[Actions to take]
• a. Reproduce part of the court opinion on Ahtanum Creek water rights below word for word. Begin at the words "By executive and" and stop after "agreement of 1908.".
• b. In the court opinion on Ahtanum Creek water rights below, what did the north boundary of the Yakima reservation run along?
• c. Please extend the court opinion on Ahtanum Creek water rights below, picking up from the point where it stops.

[Excerpted passage]
++++++++++

The opinion of the court was delivered by: FEE
By the Treaty of 1855, the Yakima Indians ceded to the United States all their rights in a larger expanse now included in the State of Washington and reserved a smaller area for their own use. For them the United States became trustee of this land. The north boundary of the reservation ran along Ahtanum Creek, but did not include the stream.
The bulk of the water there comes from a branch which has its source upon what were then by that cession public lands of the United States. During the ninety-seven years since the treaty, numerous persons, defendants here, have acquired lands north of the reservation by patent from the United States. Both before and after the issuance of patents, these owners and their predecessors made beneficial use of the waters of the Ahtanum upon various of these parcels of land and now possess water rights appurtenant thereto. After 1873, there was considerable water appropriated therefrom by the whites, and some was appropriated for Indian lands. Some few years later, Washington was admitted as a state, 25 Stat. 676, 26 Stat. 1552. After the admission, appropriations continued both north and south of the Ahtanum until more was claimed than flowed therein at low water stage. When governmental agencies finally became impressed with the opportunity of reclamation of western lands, under federal control, this feature led to conflict.
When the United States, by the Act of July 26, 1866, 14 Stat. 251, and subsequent legislation, freed the waters flowing unappropriated over public lands in order to allow ownership to be acquired therein by beneficial use, the Territorial Legislature, differentiating the conditions prevailing then in Yakima County, proclaimed that the custom of appropriation would be the source of the title to water rights in the area thereafter.
By executive and congressional action, based upon the consent of the people in the area, the State of Washington was thereafter admitted to the Union. Following the precedent set by the territorial lawmakers, the State has adopted, by legislation of its people, by acts of its legislature and by decisions of its courts, and has promulgated the law within its boundaries. In judicial proceedings brought regularly in its courts, the State has continuously exercised jurisdiction over waters so appropriated in Yakima County, where the reservation and the other lands lie,
with the exception of the water allocated to the Indians by the agreement of 1908.

++++++++++

[Data segment]
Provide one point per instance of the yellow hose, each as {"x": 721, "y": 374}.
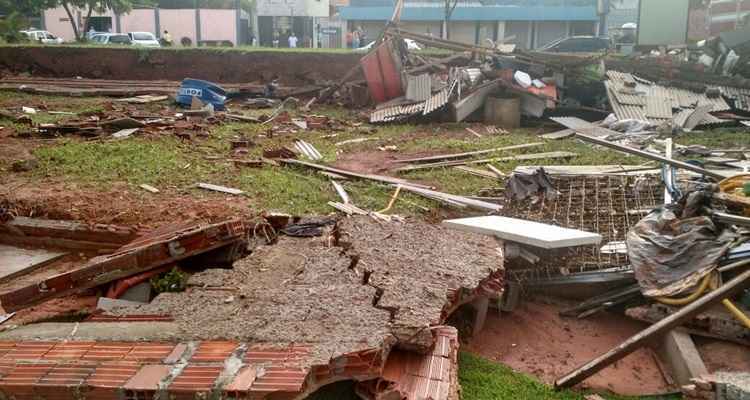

++++++++++

[Results for the exercise]
• a.
By executive and congressional action, based upon the consent of the people in the area, the State of Washington was thereafter admitted to the Union. Following the precedent set by the territorial lawmakers, the State has adopted, by legislation of its people, by acts of its legislature and by decisions of its courts, and has promulgated the law within its boundaries. In judicial proceedings brought regularly in its courts, the State has continuously exercised jurisdiction over waters so appropriated in Yakima County, where the reservation and the other lands lie,
with the exception of the water allocated to the Indians by the agreement of 1908.

• b. It ran along Ahtanum Creek but did not include the stream.

• c.
The State, with the consent of all concerned, has appeared as intervenor in this proceeding to protect its rights and prerogatives as the local sovereign and as parens patriae in behalf of the individual patentees north of the boundary, who are its citizens and who claim property rights under its laws and under the decrees of its courts.
This case then, at the outset, presents a highly important problem as to the authority of the federal government over property rights granted by it to individuals within the confines of a state admitted upon equal footing with the thirteen original states. As a preliminary to a determination of these questions, it must be discovered how far the claims of the United States impinge upon the sovereignty of the State of Washington, to which was reserved 'the powers not delegated to the United States by the Constitution, nor prohibited' by the fundamental law 'to the States respectively'.
The division of powers between the central government and the states is fundamental and is firmly established by the Constitution. The authority of the federal government is limited by the words of that document and is by definition either express or implied by necessity from the fundamental text. But in time of war, in the interest of self-preservation, these guaranties may necessarily be eroded in the rush of events. Nevertheless, it is essential to preserve the balance of local and central governments thus established. It is as much the duty of this Court to preserve states' rights as to confirm in the federal government the necessary authority in an existing emergency.
In the expanse of water law, the rights of each state to control its domestic economy have been expressly recognized. The property interests of individuals established under the theory of water rights current by the interpretation of the particular state have been treated as vested rights. At the culmination of a series of cases which pointed the way, the Supreme Court of the United States, in California-Oregon Power Co. v. Beaver-Portland Cement Company, 295 U.S. 142, 55 S. Ct. 725, 79 L. Ed. 1356, affirmed a decision made by the writer of this opinion in the federal District Court for Oregon, 9 Cir., 73 F.2d 555, and gave final confirmation of the doctrine that the individual state, by legislation and decision, has absolute power to lay down its own peculiar rule of property rights in waters within its boundaries. These rights of the state, the United States recognized when the State of Washington was admitted, and no reservation was made of the rights to water or control thereof, notwithstanding thirty years had then passed since the proclamation of the treaty. There is then no residual power of the federal government to reclaim or recapture water rights which it has granted to individuals and which the State has recognized since its admission to the Union. It is conceded in this case that there are no paramount rights of the government in the sense that exercise of uncontrolled sovereign power is involved.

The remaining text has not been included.